*** Opening of PASSAGE SHOWN ***

As stylist Courtney Mays explained of the widely celebrated piece, pulling off such a feat of fashion had long been a goal.
“From the beginning, my mission was to create a garment that incorporated all 107 schools,” Mays told GQ Sports, who also shared photos of the front and back of the jacket. “It has become increasingly more important to me to acknowledge and preserve the legacy of the collective of institutions that have educated our community.”
Noting that the charge for amplifying these institutions has been led in part by Paul and Beyoncé, Mays praised other players and public figures for joining in, adding that it’s integral to “celebrate schools that do not normally get the platform” at this level.
“The legacy of these institutions is powerful and deeply woven into the history of Black culture,” Mays said. “During a time when all the greats of the NBA come together on the world stage (especially in a state where so many HBCUs were founded), it was unquestionably the moment to showcase not 1 but ALL HBCUs.”
Back in February, Paul spoke with CBS News about his appreciation for the history behind these important institutions. While Paul himself didn’t attend an HBCU, he’s remained a public supporter and amplifier of their causes after digging into their history once he got older.
“I just want to make sure everyone understands that HBCUs are not less than, they’re very capable and important to our history, to our culture, to everything,” Paul said at the time.
Also in February, Paul and ESPN personality Stephen A. Smith dropped the Why Not Us documentary, which focuses on the lack of resources and money facing HBCU sports programs by following the North Carolina Central men’s team during the pandemic-complicated 2020/21 season.
Sunday’s All-Star Game in Atlanta, notably, generated millions of dollars for HBCUs via donations to scholarship funds.

*** Close of PASSAGE SHOWN ***
*** Opening of EXTRACTED MATERIAL ***

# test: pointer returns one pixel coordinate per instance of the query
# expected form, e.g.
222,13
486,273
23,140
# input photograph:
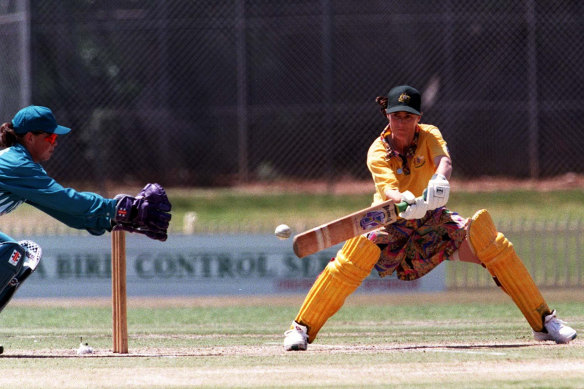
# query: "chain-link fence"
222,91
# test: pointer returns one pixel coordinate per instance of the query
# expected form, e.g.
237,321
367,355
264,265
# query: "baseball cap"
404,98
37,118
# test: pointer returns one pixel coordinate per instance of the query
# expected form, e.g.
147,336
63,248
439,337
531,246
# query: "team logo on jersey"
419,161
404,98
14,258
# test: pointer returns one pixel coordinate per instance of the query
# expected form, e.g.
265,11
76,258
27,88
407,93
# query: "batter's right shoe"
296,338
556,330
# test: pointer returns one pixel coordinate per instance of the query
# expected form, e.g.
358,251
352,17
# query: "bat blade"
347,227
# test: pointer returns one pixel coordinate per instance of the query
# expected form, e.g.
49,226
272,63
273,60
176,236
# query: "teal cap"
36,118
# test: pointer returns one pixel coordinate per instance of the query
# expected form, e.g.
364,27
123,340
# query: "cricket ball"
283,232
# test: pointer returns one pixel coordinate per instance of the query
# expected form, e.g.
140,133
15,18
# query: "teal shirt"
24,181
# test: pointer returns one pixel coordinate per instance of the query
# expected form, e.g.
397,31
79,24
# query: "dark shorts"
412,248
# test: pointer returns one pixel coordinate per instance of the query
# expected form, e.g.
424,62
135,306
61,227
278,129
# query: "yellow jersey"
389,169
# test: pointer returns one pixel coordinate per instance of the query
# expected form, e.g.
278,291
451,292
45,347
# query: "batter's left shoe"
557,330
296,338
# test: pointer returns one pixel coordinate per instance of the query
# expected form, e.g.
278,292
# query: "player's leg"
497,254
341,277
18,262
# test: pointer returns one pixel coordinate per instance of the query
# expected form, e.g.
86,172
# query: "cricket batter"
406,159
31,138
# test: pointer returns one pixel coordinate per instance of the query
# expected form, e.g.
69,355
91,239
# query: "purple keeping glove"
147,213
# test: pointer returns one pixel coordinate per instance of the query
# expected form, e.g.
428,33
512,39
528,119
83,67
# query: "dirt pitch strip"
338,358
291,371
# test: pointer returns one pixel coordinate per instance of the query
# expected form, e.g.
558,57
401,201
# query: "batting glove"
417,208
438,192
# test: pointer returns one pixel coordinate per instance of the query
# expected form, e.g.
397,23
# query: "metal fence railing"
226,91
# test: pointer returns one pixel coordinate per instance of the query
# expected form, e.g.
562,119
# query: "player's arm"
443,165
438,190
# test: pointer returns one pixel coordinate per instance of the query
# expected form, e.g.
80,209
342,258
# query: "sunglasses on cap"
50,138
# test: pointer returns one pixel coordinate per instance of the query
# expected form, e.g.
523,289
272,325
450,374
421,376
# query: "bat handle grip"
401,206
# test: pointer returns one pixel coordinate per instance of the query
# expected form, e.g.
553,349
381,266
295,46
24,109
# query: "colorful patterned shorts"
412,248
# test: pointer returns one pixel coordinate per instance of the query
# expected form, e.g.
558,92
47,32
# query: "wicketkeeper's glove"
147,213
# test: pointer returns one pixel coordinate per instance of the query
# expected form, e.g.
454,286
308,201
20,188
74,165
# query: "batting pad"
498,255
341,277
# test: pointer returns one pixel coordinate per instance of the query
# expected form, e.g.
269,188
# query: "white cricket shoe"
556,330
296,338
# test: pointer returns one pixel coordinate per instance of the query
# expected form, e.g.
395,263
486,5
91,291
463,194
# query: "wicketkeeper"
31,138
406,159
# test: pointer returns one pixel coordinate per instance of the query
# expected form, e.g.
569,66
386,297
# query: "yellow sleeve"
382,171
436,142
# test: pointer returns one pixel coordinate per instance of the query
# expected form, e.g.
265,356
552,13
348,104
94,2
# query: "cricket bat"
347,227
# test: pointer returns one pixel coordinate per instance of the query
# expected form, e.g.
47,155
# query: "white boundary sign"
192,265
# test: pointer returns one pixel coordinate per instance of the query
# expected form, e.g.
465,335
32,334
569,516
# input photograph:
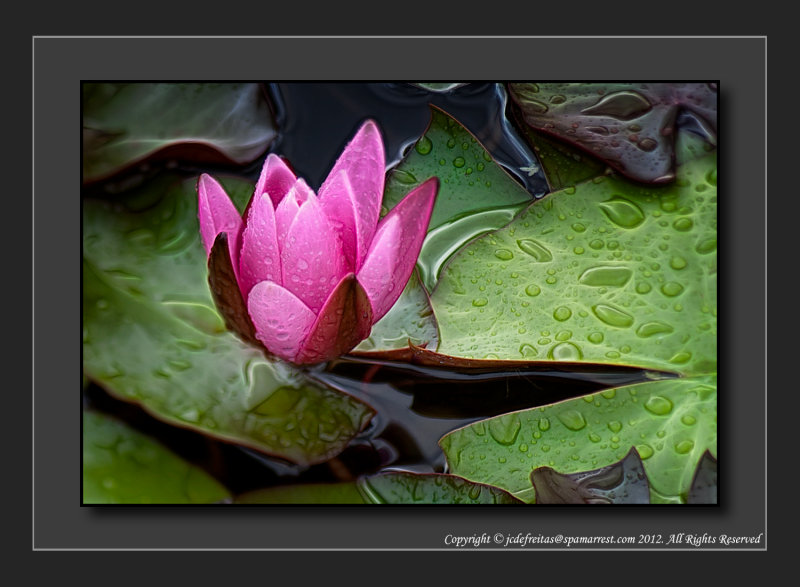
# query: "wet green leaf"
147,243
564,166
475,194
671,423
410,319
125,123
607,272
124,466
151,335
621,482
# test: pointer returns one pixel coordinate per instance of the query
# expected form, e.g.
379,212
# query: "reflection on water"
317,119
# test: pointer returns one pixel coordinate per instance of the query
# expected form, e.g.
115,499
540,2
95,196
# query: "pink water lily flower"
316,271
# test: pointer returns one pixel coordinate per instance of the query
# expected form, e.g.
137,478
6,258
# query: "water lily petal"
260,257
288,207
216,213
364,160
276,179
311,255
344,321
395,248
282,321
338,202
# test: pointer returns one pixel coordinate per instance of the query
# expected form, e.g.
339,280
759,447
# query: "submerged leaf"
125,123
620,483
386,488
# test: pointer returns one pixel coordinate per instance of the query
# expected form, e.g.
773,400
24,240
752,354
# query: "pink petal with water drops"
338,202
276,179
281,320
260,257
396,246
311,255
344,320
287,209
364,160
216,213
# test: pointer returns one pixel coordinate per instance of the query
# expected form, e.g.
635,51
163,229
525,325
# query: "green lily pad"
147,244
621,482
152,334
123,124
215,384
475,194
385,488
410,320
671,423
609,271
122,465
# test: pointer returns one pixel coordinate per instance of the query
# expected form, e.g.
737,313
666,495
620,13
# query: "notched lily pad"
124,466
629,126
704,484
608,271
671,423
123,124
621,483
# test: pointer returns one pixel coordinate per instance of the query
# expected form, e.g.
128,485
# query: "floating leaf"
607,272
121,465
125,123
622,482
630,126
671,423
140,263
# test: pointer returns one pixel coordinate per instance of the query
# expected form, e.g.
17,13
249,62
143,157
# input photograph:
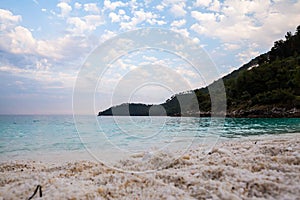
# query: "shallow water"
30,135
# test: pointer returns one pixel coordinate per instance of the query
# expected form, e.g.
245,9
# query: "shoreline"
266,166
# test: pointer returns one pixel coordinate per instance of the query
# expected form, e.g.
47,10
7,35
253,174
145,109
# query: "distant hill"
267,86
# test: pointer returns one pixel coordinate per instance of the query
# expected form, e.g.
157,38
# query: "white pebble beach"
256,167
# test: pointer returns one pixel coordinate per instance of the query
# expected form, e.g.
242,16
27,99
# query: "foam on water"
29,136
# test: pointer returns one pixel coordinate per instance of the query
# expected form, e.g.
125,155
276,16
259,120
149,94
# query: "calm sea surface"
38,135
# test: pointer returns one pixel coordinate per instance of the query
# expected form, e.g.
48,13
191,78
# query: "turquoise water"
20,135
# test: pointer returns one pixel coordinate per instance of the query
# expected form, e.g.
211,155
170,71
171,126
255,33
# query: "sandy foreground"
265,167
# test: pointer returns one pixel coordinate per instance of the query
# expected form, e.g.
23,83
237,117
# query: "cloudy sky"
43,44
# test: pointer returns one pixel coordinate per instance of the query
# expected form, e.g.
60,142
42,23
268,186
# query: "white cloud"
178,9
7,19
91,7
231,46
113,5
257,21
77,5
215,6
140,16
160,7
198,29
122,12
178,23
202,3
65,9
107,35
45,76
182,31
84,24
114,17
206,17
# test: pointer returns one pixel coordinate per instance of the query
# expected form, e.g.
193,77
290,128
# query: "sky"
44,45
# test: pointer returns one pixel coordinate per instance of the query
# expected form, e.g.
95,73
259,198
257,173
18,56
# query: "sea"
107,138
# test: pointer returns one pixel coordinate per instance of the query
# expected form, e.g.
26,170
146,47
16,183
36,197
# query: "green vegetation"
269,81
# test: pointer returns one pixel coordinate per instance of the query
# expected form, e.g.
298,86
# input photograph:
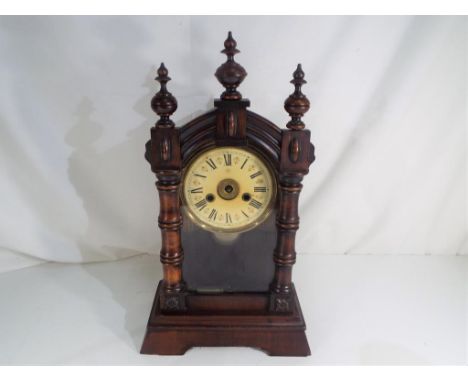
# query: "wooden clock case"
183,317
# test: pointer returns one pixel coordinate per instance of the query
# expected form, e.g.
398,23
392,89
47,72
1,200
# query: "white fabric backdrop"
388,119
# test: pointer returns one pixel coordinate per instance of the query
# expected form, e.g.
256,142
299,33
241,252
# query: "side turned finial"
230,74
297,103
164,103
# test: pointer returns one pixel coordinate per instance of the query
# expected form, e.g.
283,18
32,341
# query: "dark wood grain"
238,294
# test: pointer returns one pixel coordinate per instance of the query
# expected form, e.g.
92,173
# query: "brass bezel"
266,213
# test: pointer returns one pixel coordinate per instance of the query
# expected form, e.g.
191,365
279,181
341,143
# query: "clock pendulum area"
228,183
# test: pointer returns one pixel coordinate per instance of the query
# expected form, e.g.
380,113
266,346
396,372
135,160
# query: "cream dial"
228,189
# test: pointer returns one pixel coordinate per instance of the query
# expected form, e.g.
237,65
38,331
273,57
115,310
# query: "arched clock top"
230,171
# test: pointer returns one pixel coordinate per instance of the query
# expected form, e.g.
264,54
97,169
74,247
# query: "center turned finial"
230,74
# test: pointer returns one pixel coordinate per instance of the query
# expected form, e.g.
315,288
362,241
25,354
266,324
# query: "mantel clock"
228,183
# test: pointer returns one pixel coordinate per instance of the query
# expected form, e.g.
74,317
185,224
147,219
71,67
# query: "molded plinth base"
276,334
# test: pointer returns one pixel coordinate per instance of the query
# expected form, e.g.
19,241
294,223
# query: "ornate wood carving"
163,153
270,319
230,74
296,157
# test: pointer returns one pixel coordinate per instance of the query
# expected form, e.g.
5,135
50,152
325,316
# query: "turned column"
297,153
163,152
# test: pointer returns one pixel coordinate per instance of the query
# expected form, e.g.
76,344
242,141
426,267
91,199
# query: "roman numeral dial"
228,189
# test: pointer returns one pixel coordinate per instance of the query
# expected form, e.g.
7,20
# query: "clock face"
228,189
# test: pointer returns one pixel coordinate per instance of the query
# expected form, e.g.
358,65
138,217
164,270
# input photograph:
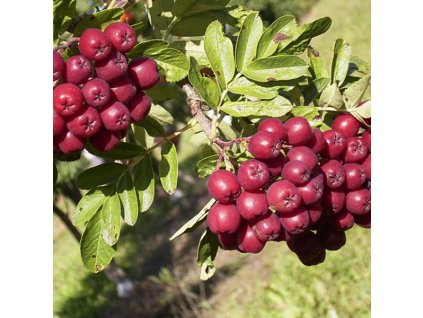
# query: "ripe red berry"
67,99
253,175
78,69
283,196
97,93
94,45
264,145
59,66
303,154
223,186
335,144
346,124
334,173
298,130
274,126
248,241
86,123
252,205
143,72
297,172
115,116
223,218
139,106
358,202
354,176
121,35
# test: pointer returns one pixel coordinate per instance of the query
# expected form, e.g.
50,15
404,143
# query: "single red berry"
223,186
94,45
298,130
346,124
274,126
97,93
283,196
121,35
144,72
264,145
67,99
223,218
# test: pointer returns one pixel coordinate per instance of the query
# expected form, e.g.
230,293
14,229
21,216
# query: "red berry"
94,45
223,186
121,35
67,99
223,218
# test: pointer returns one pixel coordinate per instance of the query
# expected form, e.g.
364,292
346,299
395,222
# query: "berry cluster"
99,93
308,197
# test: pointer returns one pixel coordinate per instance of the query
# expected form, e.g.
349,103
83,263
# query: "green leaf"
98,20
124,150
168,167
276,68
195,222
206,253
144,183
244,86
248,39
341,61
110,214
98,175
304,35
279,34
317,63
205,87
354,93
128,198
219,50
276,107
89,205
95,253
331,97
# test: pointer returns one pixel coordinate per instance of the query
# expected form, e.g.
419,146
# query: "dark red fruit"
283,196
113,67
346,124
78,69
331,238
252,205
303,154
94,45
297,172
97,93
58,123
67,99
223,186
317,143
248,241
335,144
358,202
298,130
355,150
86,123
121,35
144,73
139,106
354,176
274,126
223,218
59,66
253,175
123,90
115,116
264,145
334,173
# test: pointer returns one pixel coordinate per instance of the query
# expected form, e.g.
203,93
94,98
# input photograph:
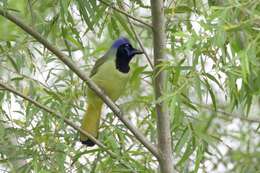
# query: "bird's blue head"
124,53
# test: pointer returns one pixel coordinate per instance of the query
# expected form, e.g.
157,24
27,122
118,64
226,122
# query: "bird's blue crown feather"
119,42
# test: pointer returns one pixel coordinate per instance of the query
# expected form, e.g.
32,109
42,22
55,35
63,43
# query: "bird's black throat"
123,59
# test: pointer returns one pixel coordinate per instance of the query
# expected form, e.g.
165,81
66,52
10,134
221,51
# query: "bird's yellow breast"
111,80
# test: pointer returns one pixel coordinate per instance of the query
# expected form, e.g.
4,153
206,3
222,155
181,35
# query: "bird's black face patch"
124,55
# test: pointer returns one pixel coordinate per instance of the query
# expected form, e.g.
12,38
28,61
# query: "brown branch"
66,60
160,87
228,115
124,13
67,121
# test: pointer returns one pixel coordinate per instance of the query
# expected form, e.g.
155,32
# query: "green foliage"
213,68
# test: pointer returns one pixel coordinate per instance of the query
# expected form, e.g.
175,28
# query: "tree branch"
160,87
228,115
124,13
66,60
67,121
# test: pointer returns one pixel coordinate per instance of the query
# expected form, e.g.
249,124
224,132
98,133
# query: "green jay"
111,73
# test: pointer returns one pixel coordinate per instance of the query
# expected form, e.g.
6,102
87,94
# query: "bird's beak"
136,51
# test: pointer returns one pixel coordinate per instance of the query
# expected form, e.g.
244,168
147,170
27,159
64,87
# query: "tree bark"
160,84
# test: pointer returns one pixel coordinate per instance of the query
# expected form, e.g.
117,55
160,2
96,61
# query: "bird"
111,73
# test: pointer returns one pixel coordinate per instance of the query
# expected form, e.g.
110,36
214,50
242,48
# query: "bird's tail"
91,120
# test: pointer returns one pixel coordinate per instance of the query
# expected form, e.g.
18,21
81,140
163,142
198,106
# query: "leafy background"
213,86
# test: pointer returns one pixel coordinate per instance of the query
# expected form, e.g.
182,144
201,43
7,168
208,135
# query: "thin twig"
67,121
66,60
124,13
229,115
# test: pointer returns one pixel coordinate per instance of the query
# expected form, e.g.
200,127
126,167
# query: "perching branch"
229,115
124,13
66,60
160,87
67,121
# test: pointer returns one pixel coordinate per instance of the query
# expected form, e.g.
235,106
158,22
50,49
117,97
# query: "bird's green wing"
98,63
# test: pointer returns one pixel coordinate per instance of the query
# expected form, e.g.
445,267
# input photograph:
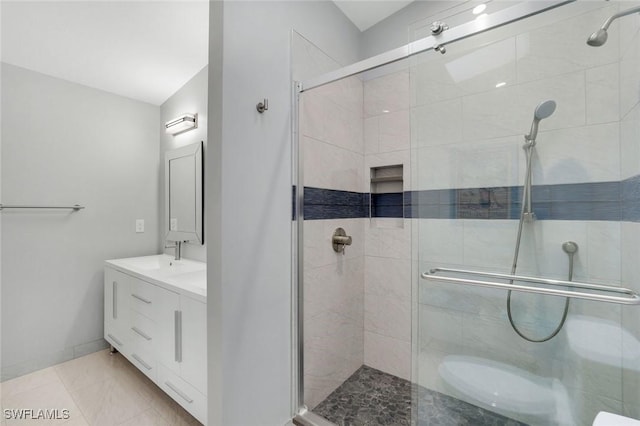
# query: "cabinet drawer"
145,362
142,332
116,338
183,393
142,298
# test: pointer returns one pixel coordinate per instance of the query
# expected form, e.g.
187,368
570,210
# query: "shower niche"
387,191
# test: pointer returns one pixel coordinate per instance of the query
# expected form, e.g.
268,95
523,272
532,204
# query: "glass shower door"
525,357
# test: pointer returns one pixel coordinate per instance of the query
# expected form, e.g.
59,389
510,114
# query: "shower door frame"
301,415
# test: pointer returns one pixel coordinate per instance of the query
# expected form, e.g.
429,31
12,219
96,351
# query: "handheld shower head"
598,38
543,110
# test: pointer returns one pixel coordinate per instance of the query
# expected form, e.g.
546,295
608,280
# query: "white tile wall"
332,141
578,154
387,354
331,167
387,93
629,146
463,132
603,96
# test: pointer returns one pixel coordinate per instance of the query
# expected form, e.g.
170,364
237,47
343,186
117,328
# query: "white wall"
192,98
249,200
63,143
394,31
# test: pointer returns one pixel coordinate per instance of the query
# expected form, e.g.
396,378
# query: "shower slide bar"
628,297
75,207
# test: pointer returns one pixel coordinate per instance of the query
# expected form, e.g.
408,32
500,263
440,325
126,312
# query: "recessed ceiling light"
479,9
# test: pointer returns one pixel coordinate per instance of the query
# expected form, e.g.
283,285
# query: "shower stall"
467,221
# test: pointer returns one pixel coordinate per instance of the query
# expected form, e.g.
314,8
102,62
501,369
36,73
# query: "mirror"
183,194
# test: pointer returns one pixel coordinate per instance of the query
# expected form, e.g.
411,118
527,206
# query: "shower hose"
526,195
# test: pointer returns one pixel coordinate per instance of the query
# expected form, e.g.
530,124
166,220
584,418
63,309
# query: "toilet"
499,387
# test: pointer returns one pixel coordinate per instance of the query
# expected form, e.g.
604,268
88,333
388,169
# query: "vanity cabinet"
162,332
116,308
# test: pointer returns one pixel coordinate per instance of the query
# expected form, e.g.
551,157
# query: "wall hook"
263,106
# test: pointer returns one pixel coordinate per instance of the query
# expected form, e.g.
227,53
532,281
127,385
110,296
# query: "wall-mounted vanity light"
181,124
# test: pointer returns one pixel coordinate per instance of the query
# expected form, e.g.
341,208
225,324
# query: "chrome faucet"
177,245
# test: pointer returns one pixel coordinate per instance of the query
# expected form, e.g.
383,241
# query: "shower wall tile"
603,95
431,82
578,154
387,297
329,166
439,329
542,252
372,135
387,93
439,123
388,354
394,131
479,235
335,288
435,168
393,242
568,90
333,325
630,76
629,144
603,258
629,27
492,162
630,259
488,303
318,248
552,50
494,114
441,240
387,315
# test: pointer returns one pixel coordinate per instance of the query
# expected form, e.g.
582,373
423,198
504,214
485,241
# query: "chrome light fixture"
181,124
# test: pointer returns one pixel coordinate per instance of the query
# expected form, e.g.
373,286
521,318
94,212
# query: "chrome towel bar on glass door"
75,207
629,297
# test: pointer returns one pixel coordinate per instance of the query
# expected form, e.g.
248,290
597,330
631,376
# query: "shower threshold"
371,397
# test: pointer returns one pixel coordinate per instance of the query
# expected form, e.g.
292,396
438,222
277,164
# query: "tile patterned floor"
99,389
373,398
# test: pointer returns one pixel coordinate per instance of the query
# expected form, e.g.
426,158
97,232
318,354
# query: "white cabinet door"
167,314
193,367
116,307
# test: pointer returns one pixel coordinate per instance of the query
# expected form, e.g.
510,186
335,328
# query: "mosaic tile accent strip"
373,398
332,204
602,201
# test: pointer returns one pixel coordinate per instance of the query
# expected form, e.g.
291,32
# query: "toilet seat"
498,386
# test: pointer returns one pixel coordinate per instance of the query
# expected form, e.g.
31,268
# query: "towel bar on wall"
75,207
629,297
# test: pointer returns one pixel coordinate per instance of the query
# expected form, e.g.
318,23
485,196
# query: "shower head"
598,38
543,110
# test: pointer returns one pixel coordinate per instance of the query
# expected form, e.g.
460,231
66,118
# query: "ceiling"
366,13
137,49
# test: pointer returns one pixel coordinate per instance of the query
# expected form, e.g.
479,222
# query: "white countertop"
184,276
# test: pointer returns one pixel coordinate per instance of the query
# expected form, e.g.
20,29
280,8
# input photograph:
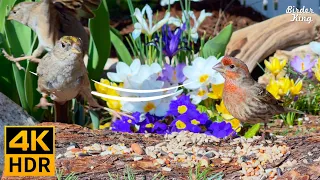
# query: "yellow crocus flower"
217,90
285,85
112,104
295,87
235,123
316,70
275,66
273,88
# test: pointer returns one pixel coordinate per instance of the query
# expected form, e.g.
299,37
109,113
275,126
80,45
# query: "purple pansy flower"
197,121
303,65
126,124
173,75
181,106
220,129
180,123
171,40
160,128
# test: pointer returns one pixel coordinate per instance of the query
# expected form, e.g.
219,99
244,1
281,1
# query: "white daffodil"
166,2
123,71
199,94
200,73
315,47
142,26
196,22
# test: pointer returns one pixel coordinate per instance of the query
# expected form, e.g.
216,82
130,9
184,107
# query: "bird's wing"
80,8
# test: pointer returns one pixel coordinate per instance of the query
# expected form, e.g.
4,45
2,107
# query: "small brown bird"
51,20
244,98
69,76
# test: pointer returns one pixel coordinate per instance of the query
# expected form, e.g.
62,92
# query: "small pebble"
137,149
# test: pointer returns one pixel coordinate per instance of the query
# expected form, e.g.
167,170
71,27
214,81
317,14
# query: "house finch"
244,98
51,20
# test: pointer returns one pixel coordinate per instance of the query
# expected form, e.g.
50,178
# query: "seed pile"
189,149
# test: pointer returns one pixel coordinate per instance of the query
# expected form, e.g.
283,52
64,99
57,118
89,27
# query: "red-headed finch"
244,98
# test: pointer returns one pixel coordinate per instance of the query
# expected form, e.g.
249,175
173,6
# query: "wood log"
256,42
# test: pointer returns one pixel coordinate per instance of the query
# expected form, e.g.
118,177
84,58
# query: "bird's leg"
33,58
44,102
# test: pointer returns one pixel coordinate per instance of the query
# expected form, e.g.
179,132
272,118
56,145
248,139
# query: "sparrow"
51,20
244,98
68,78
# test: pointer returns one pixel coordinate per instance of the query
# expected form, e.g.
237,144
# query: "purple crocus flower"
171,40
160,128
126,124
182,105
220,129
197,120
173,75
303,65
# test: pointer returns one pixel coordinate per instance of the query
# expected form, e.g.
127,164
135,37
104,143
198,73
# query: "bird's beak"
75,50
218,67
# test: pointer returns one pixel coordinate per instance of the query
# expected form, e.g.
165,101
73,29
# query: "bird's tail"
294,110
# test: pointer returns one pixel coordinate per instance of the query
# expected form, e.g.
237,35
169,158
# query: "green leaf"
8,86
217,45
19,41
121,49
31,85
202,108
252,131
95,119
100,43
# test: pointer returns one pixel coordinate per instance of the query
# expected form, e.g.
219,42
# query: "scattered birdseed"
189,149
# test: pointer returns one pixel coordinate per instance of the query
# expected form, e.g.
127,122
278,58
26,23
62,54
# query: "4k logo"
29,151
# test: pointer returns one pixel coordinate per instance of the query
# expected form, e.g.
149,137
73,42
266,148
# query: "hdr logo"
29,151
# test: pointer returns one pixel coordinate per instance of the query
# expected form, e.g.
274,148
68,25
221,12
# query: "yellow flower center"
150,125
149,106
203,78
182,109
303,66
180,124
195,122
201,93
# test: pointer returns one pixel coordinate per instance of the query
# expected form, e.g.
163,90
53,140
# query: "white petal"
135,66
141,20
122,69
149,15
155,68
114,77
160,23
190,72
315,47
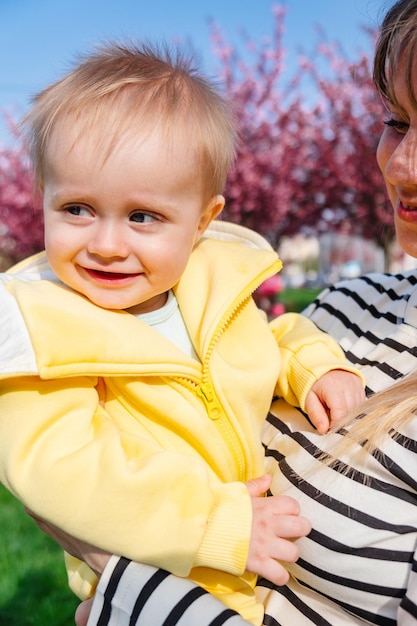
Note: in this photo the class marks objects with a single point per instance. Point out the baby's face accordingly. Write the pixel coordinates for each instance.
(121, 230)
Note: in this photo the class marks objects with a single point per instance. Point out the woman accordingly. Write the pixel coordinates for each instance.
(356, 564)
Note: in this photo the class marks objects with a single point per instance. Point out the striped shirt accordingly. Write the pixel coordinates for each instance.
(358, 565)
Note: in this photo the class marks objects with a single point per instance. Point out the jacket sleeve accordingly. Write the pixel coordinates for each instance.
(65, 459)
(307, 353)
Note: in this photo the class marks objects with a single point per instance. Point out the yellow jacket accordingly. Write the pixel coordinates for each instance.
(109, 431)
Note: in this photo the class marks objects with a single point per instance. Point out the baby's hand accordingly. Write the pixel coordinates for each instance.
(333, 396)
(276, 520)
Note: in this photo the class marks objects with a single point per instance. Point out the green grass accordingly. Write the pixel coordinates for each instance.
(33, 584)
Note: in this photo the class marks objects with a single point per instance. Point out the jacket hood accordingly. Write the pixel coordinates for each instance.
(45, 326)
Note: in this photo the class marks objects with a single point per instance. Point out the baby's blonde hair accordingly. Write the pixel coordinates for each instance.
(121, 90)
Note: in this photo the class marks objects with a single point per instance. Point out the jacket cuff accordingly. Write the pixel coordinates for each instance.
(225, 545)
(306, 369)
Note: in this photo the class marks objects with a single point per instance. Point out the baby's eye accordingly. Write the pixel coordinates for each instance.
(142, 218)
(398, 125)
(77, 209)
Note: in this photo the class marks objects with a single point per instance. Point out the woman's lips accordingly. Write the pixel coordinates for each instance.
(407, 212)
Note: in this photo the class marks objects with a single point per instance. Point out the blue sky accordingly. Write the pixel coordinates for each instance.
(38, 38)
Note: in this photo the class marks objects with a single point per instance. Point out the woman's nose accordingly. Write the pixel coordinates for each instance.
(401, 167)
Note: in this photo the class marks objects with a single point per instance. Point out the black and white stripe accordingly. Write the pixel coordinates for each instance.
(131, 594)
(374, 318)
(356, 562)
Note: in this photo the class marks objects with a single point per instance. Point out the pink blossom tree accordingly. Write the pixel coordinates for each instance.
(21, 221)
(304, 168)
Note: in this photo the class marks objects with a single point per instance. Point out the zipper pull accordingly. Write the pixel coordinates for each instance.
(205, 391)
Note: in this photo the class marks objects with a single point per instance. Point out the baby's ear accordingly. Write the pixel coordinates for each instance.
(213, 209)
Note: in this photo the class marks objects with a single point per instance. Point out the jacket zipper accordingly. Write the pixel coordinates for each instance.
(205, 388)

*** Close of EXTRACTED MATERIAL ***

STUDY QUESTIONS.
**1.** According to the article, how many schools did Mays set out to incorporate into the garment?
**2.** Reproduce the part of the article that opens with the words containing "Back in February, Paul" and closes with "pandemic-complicated 2020/21 season.".
**3.** Summarize the article in two sentences.

LIST OF ANSWERS.
**1.** All 107 schools.

**2.**
Back in February, Paul spoke with CBS News about his appreciation for the history behind these important institutions. While Paul himself didn’t attend an HBCU, he’s remained a public supporter and amplifier of their causes after digging into their history once he got older.
“I just want to make sure everyone understands that HBCUs are not less than, they’re very capable and important to our history, to our culture, to everything,” Paul said at the time.
Also in February, Paul and ESPN personality Stephen A. Smith dropped the Why Not Us documentary, which focuses on the lack of resources and money facing HBCU sports programs by following the North Carolina Central men’s team during the pandemic-complicated 2020/21 season.

**3.** Stylist Courtney Mays created a jacket incorporating all 107 HBCUs to acknowledge and preserve the legacy of these institutions and to showcase them during the NBA's All-Star gathering. Paul, a public supporter of HBCUs, released the Why Not Us documentary with Stephen A. Smith in February, and Sunday's All-Star Game in Atlanta generated millions of dollars for HBCU scholarship funds.